(DATA)

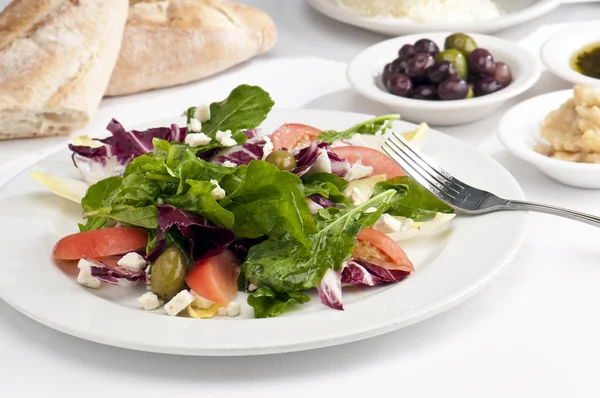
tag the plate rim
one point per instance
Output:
(427, 310)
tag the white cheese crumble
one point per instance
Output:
(85, 276)
(232, 309)
(268, 148)
(196, 140)
(132, 262)
(387, 224)
(195, 126)
(356, 197)
(149, 301)
(224, 137)
(201, 302)
(218, 193)
(227, 163)
(202, 113)
(179, 303)
(358, 171)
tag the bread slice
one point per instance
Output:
(171, 42)
(56, 58)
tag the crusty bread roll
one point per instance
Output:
(56, 58)
(171, 42)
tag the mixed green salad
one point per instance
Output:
(201, 212)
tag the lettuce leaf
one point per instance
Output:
(267, 303)
(418, 204)
(283, 264)
(371, 126)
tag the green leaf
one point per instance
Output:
(198, 199)
(283, 264)
(264, 198)
(267, 303)
(418, 204)
(371, 126)
(327, 185)
(245, 108)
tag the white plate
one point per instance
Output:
(515, 12)
(364, 75)
(519, 132)
(559, 49)
(450, 268)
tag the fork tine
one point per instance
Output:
(432, 167)
(422, 178)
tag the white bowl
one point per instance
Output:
(559, 49)
(519, 132)
(364, 75)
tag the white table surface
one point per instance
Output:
(532, 332)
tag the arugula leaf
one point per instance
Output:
(327, 185)
(245, 108)
(267, 303)
(264, 198)
(418, 204)
(371, 126)
(282, 264)
(198, 199)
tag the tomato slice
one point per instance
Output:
(379, 249)
(291, 135)
(215, 278)
(381, 163)
(100, 243)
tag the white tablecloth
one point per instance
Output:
(533, 332)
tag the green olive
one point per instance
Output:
(282, 159)
(461, 42)
(458, 60)
(471, 93)
(167, 277)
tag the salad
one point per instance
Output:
(201, 212)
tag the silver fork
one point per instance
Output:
(460, 196)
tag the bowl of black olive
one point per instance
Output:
(443, 78)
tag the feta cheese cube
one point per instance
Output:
(132, 262)
(387, 224)
(356, 197)
(224, 137)
(179, 303)
(85, 276)
(196, 140)
(201, 302)
(227, 163)
(195, 126)
(202, 113)
(149, 301)
(218, 193)
(268, 148)
(234, 309)
(358, 171)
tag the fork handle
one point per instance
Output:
(556, 211)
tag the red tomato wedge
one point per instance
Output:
(291, 135)
(372, 244)
(215, 278)
(381, 163)
(100, 243)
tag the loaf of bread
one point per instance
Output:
(56, 59)
(170, 42)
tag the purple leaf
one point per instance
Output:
(205, 240)
(330, 290)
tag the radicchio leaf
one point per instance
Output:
(205, 240)
(330, 290)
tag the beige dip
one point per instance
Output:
(573, 130)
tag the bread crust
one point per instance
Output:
(172, 42)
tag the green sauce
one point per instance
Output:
(587, 61)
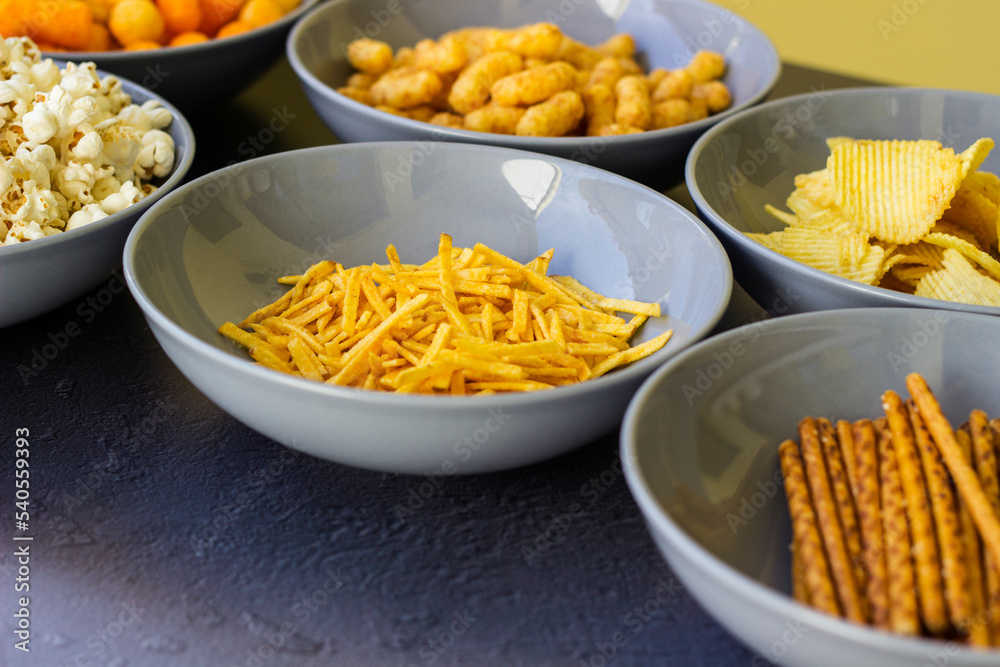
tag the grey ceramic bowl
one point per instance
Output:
(751, 159)
(667, 32)
(38, 276)
(699, 449)
(211, 253)
(199, 77)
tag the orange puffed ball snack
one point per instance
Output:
(112, 25)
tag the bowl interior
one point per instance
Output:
(701, 435)
(667, 32)
(739, 166)
(213, 251)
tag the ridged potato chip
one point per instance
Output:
(894, 190)
(957, 280)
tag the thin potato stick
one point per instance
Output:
(816, 571)
(930, 589)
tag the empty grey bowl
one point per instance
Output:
(667, 33)
(199, 77)
(699, 449)
(751, 159)
(41, 275)
(212, 252)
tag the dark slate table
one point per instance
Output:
(167, 533)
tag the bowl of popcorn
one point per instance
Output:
(627, 91)
(84, 153)
(195, 53)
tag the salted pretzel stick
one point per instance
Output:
(816, 569)
(964, 476)
(930, 589)
(870, 520)
(901, 581)
(979, 630)
(845, 435)
(829, 521)
(840, 485)
(985, 459)
(947, 524)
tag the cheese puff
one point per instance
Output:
(361, 80)
(143, 45)
(634, 106)
(472, 87)
(619, 46)
(447, 119)
(541, 40)
(554, 117)
(189, 37)
(706, 65)
(180, 15)
(233, 28)
(606, 72)
(675, 85)
(670, 113)
(714, 93)
(217, 13)
(447, 55)
(69, 25)
(577, 54)
(357, 94)
(370, 55)
(600, 105)
(135, 21)
(697, 109)
(533, 85)
(260, 12)
(100, 39)
(617, 129)
(406, 87)
(494, 118)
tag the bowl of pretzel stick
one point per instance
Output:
(825, 484)
(627, 89)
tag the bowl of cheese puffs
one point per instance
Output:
(628, 92)
(858, 197)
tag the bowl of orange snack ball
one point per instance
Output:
(825, 484)
(627, 91)
(195, 53)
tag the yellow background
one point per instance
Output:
(933, 43)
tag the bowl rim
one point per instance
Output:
(177, 175)
(630, 373)
(662, 525)
(719, 224)
(118, 56)
(441, 132)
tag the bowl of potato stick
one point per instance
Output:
(195, 53)
(628, 91)
(423, 307)
(825, 484)
(75, 183)
(858, 197)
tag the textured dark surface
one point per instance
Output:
(166, 533)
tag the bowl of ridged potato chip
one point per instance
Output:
(858, 197)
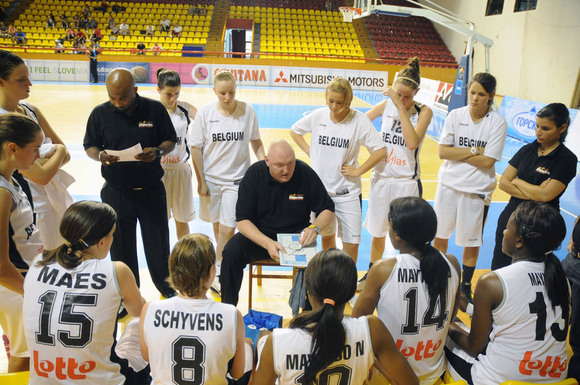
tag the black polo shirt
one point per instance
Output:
(110, 129)
(560, 165)
(275, 207)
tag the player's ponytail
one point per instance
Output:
(410, 75)
(330, 280)
(542, 230)
(83, 225)
(415, 222)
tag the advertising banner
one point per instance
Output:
(58, 70)
(520, 115)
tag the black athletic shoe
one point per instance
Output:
(360, 285)
(466, 291)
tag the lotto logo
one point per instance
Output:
(424, 349)
(62, 369)
(552, 366)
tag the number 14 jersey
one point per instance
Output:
(418, 324)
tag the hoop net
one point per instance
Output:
(348, 13)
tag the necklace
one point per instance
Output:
(547, 150)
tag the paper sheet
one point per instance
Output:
(128, 154)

(End DATA)

- _PROBLEM TO WORK ON_: Once the line with "tag the bowl rim" is found in the data above, reproduce it and each line after it exactly, through the line with "tag the player's ponytail". Omit the pictures.

- _SOLUTION FOR THIS TASK_:
tag the bowl rim
one point per instance
Output:
(177, 175)
(630, 373)
(662, 525)
(719, 224)
(118, 56)
(441, 132)
tag the bowl of potato stick
one point per instance
Output:
(195, 53)
(628, 91)
(423, 307)
(825, 484)
(75, 183)
(858, 197)
tag the textured dark surface
one point per instance
Output:
(166, 533)
tag the bowl of ridged potato chip
one point per instance
Output:
(858, 197)
tag the black polo shirt
one point per instance
Output:
(110, 129)
(560, 165)
(275, 207)
tag the player's ponytail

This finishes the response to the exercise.